Document.
December 13th, 2007

What does it take to convert your Wordpress weblog to XHTML?

First, the template has to be valid XHTML. One way to check this is to make sure the page validates as XHTML, first, before actually converting the page to XHTML. I use an XHTML 1.1 DOCTYPE that supports MathML and SVG:


<!DOCTYPE html PUBLIC
    "-//W3C//DTD XHTML 1.1 plus MathML 2.0 plus SVG 1.1//EN"
    "http://www.w3.org/2002/04/xhtml-math-svg/xhtml-math-svg.dtd">
I also add XHTML, SVG, and XLink namespaces:

<html xmlns="http://www.w3.org/1999/xhtml" 
      xmlns:svg="http://www.w3.org/2000/svg"
      xmlns:xlink="http://www.w3.org/1999/xlink" xml:lang="en">

When you validate the page the validator will let you know that the DOCTYPE differs from the page MIME type, but shouldn't impact on the validation process. Just make sure that the validator is treating your page as XHTML.

Entries provided.
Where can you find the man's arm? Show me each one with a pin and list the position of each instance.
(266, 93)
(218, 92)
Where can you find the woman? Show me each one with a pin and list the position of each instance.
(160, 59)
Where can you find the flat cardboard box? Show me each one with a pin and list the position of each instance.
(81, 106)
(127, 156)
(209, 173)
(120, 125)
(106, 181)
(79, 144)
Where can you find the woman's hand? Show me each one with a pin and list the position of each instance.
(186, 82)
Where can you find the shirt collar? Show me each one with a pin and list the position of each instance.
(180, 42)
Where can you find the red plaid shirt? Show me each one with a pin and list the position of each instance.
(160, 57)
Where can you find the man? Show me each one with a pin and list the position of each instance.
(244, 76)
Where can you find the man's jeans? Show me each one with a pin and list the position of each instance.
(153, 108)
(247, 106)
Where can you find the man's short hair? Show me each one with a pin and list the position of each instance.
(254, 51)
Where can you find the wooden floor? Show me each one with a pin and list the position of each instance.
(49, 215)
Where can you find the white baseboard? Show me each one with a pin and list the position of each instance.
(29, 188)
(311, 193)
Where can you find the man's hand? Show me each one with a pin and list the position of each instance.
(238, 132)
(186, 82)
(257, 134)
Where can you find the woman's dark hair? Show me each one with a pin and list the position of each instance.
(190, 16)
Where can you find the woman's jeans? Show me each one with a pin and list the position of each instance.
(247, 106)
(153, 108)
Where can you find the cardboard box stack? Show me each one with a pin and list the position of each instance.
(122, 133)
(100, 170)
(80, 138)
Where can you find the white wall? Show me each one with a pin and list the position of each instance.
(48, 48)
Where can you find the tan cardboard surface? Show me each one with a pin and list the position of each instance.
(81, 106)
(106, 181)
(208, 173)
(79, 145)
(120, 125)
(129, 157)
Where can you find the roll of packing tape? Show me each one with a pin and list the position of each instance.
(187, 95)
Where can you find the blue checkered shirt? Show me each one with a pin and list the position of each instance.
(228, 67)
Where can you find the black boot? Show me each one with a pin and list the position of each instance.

Task instructions. Please say what kind of DOCTYPE the post on converting a Wordpress weblog to XHTML uses. The listing is its own material, apart from the post on converting a Wordpress weblog to XHTML.

Result of the exercise. An XHTML 1.1 DOCTYPE that supports MathML and SVG.